>> start

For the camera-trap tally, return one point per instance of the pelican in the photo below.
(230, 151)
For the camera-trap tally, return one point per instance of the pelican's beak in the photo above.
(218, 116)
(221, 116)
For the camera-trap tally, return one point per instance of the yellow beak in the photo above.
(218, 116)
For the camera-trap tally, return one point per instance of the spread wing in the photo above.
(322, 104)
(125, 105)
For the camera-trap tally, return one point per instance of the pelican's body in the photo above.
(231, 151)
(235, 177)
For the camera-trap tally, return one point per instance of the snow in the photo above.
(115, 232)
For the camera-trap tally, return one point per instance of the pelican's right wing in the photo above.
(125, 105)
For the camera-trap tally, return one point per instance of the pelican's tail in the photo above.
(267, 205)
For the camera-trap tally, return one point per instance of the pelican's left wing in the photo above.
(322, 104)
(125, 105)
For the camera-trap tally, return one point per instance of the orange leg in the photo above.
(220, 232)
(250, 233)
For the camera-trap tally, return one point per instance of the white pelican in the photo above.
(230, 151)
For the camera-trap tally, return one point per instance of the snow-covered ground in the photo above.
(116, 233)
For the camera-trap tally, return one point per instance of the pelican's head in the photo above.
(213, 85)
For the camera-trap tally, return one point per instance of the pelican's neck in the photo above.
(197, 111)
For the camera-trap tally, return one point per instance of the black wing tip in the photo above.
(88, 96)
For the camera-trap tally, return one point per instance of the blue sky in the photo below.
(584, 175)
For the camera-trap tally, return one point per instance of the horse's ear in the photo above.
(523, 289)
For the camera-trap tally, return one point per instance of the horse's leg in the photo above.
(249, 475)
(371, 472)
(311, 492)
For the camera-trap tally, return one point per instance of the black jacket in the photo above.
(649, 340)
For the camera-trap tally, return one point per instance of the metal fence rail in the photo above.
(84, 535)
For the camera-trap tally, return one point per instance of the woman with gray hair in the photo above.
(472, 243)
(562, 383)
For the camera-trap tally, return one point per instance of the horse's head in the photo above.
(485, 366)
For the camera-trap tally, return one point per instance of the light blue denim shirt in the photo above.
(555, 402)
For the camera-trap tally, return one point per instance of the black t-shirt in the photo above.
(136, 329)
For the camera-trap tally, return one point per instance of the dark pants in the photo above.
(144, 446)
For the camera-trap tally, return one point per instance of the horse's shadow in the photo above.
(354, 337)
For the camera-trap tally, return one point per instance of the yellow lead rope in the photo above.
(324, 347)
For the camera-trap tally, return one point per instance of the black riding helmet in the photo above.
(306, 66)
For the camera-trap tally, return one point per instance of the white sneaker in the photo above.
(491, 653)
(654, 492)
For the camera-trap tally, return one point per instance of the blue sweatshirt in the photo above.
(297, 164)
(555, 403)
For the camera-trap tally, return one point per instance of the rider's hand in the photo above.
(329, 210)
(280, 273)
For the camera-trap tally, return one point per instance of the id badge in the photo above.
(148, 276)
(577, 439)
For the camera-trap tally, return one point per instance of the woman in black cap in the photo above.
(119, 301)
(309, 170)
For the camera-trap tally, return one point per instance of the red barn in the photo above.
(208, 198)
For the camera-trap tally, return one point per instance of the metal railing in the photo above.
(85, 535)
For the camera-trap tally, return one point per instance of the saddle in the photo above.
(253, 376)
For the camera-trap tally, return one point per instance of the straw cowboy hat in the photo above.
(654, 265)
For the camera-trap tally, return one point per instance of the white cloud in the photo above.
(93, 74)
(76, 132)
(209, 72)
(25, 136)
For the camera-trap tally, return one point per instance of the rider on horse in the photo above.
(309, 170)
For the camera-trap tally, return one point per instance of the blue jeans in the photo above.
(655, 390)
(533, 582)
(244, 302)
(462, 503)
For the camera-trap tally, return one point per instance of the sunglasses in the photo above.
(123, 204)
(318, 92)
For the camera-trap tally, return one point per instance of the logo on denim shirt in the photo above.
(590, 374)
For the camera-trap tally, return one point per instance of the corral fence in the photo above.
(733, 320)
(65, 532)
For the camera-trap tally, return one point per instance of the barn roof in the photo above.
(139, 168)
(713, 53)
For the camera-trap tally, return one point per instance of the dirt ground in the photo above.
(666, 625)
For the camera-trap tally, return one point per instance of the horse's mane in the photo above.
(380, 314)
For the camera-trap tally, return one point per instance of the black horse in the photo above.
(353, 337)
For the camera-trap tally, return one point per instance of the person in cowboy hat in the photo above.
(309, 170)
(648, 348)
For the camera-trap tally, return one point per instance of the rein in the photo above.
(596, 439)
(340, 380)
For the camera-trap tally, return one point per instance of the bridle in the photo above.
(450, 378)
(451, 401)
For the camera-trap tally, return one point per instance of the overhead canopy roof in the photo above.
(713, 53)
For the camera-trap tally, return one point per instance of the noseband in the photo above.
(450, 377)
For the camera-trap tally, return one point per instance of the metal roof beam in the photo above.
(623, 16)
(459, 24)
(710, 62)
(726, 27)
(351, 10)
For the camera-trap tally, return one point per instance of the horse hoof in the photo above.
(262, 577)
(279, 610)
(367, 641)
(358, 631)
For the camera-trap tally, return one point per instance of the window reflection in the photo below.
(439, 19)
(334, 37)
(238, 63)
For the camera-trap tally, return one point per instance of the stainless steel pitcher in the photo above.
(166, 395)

>> end

Reproduce every line above without error.

For the camera-trap tally, return one point per instance of the pelican in the photo below.
(230, 151)
For the camera-trap tally, return one point per instance of the pelican's beak in the photo above.
(218, 116)
(221, 116)
For the camera-trap tally, return one point per instance of the yellow beak in the photo above.
(218, 116)
For the camera-trap tally, return one point per instance of the spread wing in the photo above.
(322, 104)
(125, 105)
For the camera-trap tally, return one point per instance of the pelican's body in the photo above.
(231, 151)
(235, 177)
For the camera-trap tally, return one point per instance of the snow in the photo above.
(115, 232)
For the camera-trap tally, return one point per instance of the pelican's right wing in the photo above.
(125, 105)
For the camera-trap tally, return one point per instance of the pelican's tail in the photo above.
(267, 205)
For the camera-trap tally, return one point per instance of the pelican's left wing in the photo above.
(322, 104)
(125, 105)
For the camera-trap tally, return one point per instance of the orange leg in the photo above.
(220, 232)
(250, 233)
For the camera-trap tally, return one point per instance of the white pelican in the photo above.
(230, 151)
For the camera-trap tally, return one point per instance of the snow-covered ground in the photo above.
(116, 233)
For the camera-trap tally, return one point per instance of the pelican's head in the photo above.
(213, 85)
For the camera-trap tally, return one point per instance of the pelican's neck in the photo above.
(197, 111)
For the camera-trap tally, return one point per instance of the black wing tip in the photo above.
(88, 96)
For the camera-trap tally, return one point per instance of the blue sky in the photo below.
(584, 175)
For the camera-trap tally, return one point per instance of the horse's ear in the photo above.
(523, 289)
For the camera-trap tally, return one point per instance of the horse's leg in the photo above.
(249, 475)
(371, 472)
(311, 492)
For the camera-trap tally, return one point per instance of the black jacket in the photo above.
(649, 340)
For the camera-trap tally, return one point per instance of the metal fence rail in the photo above.
(84, 535)
For the camera-trap tally, return one point per instance of the woman with gray hair in the photo above.
(472, 243)
(562, 383)
For the camera-trap tally, return one point per instance of the horse's head in the photo above.
(485, 366)
For the camera-trap tally, return one point per instance of the light blue denim shirt in the photo above.
(555, 402)
For the camera-trap tally, return one point per instance of the black t-shirt in the photo above.
(136, 329)
For the camera-trap tally, return one point per instance of the dark pants in the photo above.
(144, 446)
For the camera-trap tally, return one point per instance of the horse's shadow in the photo above.
(354, 337)
For the camera-trap tally, return one point per instance of the yellow lead rope in the photo above.
(324, 347)
For the camera-trap tally, return one point per instance of the black riding helmet in the photo above.
(306, 66)
For the camera-trap tally, return one point per instance of the white sneaker in the photo above.
(491, 653)
(654, 492)
For the camera-trap tally, return one point per instance of the blue sweatshirt in the photo above.
(297, 164)
(555, 403)
For the camera-trap tally, return one point per instance of the rider's hand in the photo above.
(329, 210)
(280, 273)
For the camera-trap tally, return one point per instance of the id badge in the photo above.
(148, 276)
(577, 439)
For the camera-trap tally, return one point per instance of the woman in black cap in the photo above.
(119, 301)
(309, 170)
For the camera-trap tally, return one point per instance of the red barn in the photo above.
(208, 198)
For the camera-trap tally, return one point per instance of the metal railing in the photo above.
(85, 535)
For the camera-trap tally, return one point per instance of the saddle in the photo above.
(253, 376)
For the camera-trap tally, return one point per instance of the straw cowboy hat in the photo above.
(654, 265)
For the camera-trap tally, return one point per instance of the white cloud in the photo above.
(93, 74)
(76, 132)
(209, 72)
(25, 136)
For the camera-trap tally, return one point per instance of the rider on horse in the photo above.
(309, 170)
For the camera-trap tally, return one point per instance of the blue jeans in the photo above.
(655, 390)
(533, 582)
(244, 302)
(462, 503)
For the camera-trap tally, return one point per instance of the sunglasses in the photo above.
(123, 204)
(318, 92)
For the camera-trap tally, return one point per instance of the logo on denim shirt in the photo above.
(590, 374)
For the camera-trap tally, return one point per instance of the corral fence in the photo above.
(733, 320)
(65, 532)
For the camera-trap tally, return one point per instance of the barn roof in the photo above.
(139, 168)
(713, 53)
For the camera-trap tally, return one point per instance of the dirt ground in the photo above.
(666, 625)
For the camera-trap tally, return one point per instance of the horse's mane in the photo above.
(380, 314)
For the camera-trap tally, return one point per instance of the black horse in the photo above.
(353, 337)
For the camera-trap tally, return one point per instance of the person in cowboy hat in the photo above.
(309, 170)
(648, 348)
For the camera-trap tally, return one point per instance of the rein in the photo above.
(596, 439)
(340, 380)
For the camera-trap tally, return one point per instance of the bridle in the photo above.
(450, 378)
(451, 401)
For the camera-trap tally, return one point per instance of the overhead canopy roof in the photo above.
(713, 53)
For the camera-trap tally, return one point per instance of the noseband in the photo above.
(450, 377)
For the camera-trap tally, return one point per instance of the metal roof beam in the photo above.
(623, 16)
(459, 24)
(710, 62)
(726, 27)
(351, 10)
For the camera-trap tally, return one point per instance of the horse hoof in the photo above.
(262, 577)
(279, 610)
(367, 641)
(358, 631)
For the camera-trap tally, return one point per instance of the window reflection in the photo below.
(439, 19)
(334, 37)
(238, 63)
For the camera-trap tally, return one point per instance of the stainless steel pitcher in the photo above.
(166, 395)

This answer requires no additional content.